Stored rows:
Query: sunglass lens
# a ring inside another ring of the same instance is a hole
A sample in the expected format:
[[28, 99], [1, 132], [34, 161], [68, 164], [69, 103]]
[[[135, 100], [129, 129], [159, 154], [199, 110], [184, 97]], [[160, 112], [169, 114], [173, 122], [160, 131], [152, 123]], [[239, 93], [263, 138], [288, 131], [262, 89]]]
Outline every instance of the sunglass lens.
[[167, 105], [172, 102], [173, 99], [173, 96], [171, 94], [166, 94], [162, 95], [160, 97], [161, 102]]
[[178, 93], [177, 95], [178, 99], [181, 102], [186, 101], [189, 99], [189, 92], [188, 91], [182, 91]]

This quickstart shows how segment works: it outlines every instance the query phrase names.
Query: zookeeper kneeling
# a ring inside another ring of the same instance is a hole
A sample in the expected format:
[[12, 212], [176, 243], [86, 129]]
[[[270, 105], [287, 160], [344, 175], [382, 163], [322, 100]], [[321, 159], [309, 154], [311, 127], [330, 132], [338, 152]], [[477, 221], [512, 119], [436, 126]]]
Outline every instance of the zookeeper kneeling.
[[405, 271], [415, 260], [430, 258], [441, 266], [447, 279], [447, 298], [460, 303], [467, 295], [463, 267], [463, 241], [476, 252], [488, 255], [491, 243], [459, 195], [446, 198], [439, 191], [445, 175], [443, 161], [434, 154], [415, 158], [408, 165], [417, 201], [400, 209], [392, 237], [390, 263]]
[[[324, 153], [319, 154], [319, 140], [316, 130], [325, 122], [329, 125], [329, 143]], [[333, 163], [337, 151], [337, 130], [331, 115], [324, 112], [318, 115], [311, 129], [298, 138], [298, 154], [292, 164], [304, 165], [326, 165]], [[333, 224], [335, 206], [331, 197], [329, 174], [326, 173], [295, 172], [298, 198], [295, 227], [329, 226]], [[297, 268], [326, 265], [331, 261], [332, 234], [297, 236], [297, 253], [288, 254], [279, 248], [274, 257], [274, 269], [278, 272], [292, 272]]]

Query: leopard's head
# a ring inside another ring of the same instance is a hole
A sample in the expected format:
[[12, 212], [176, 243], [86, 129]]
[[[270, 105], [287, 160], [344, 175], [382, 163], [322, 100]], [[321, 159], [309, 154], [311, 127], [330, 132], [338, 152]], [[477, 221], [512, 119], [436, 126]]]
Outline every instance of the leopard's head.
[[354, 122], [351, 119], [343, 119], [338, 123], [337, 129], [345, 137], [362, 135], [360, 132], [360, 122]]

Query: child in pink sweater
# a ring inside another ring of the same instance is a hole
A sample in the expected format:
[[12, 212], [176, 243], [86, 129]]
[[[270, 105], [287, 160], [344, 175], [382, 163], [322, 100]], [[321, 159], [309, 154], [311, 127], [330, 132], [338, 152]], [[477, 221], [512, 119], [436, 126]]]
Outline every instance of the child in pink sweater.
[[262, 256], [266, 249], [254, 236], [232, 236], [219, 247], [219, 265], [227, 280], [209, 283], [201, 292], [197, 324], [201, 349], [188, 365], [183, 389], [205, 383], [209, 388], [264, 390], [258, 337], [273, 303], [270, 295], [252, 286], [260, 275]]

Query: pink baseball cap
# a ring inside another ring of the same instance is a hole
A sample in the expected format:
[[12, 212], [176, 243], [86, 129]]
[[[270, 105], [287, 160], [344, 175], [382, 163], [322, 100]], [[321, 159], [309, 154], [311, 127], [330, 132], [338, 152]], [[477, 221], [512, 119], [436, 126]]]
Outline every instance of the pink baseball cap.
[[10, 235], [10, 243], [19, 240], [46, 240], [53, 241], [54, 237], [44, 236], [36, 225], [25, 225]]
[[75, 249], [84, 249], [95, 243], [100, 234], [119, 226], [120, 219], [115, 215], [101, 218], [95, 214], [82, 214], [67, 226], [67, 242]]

Stated goal: Rewrite all the rows above, changing each "A sample in the expected format" to "Format reference" and keeping everything else the same.

Reply to the task:
Query: sunglass lens
# a ring inside another ring of the same instance is a hole
Format reference:
[[28, 99], [1, 132], [34, 161], [68, 164], [69, 103]]
[[[135, 100], [129, 129], [159, 154], [199, 110], [184, 97]], [[160, 112], [169, 114], [173, 122], [160, 131], [152, 123]], [[239, 93], [263, 138], [288, 131], [262, 89]]]
Outline every instance of the sunglass lens.
[[167, 105], [172, 102], [173, 99], [173, 96], [171, 94], [166, 94], [162, 95], [160, 97], [161, 102]]
[[178, 93], [177, 95], [178, 99], [181, 102], [186, 101], [189, 99], [189, 92], [188, 91], [182, 91]]

This quickstart shows how segment works: it outlines every instance the query phrase names.
Query: zookeeper kneeling
# a ring inside another ring of the same instance is a hole
Format reference:
[[12, 212], [176, 243], [86, 129]]
[[[270, 105], [287, 160], [344, 175], [382, 163], [322, 100]], [[321, 159], [309, 154], [311, 127], [330, 132], [338, 152]], [[477, 221], [512, 119], [436, 126]]]
Outline every instance of the zookeeper kneeling.
[[405, 271], [415, 260], [430, 258], [441, 266], [447, 279], [447, 298], [460, 303], [467, 295], [463, 267], [463, 241], [476, 252], [488, 255], [491, 243], [459, 195], [446, 198], [439, 191], [445, 175], [443, 161], [434, 154], [415, 158], [408, 165], [417, 201], [400, 209], [392, 237], [390, 263]]
[[[324, 153], [319, 154], [319, 140], [316, 130], [325, 122], [329, 125], [329, 143]], [[333, 163], [337, 151], [337, 130], [331, 115], [324, 112], [318, 115], [311, 129], [298, 138], [298, 154], [292, 164], [304, 165], [326, 165]], [[333, 224], [335, 206], [331, 197], [329, 174], [326, 173], [295, 172], [298, 198], [295, 227], [329, 226]], [[297, 268], [326, 265], [331, 261], [332, 234], [297, 236], [297, 253], [288, 254], [279, 248], [274, 257], [274, 269], [278, 272], [292, 272]]]

Query: leopard's head
# a ring inside another ring of the same instance is a hole
Format reference:
[[12, 212], [176, 243], [86, 129]]
[[[270, 105], [287, 160], [344, 175], [382, 163], [322, 100]], [[321, 159], [309, 154], [311, 127], [330, 132], [338, 152]], [[477, 221], [512, 119], [436, 126]]]
Outline every instance of the leopard's head.
[[354, 122], [351, 119], [343, 119], [338, 123], [337, 129], [345, 137], [362, 135], [360, 132], [360, 122]]

Query: child in pink sweater
# a ring inside another ring of the same instance is a hole
Format reference:
[[12, 212], [176, 243], [86, 129]]
[[[270, 105], [287, 160], [344, 175], [382, 163], [322, 100]], [[321, 159], [309, 154], [311, 127], [330, 132], [338, 152]], [[477, 221], [512, 119], [436, 126]]]
Outline every instance of the child in pink sweater.
[[262, 256], [266, 249], [254, 236], [232, 236], [219, 247], [219, 265], [227, 280], [209, 283], [201, 292], [197, 324], [201, 349], [188, 365], [183, 389], [205, 383], [209, 388], [264, 390], [258, 337], [273, 303], [270, 295], [252, 286], [260, 275]]

Query: pink baseball cap
# a ring inside another ring of the same instance is a hole
Format reference:
[[12, 212], [176, 243], [86, 129]]
[[[270, 105], [287, 160], [344, 175], [382, 163], [322, 100]], [[321, 159], [309, 154], [311, 127], [330, 132], [338, 152]], [[477, 221], [512, 119], [436, 126]]]
Outline every instance of the pink baseball cap.
[[10, 235], [10, 243], [19, 240], [46, 240], [53, 241], [54, 237], [44, 236], [36, 225], [25, 225]]
[[75, 249], [84, 249], [95, 243], [100, 234], [119, 226], [120, 219], [115, 215], [101, 218], [95, 214], [82, 214], [67, 226], [67, 242]]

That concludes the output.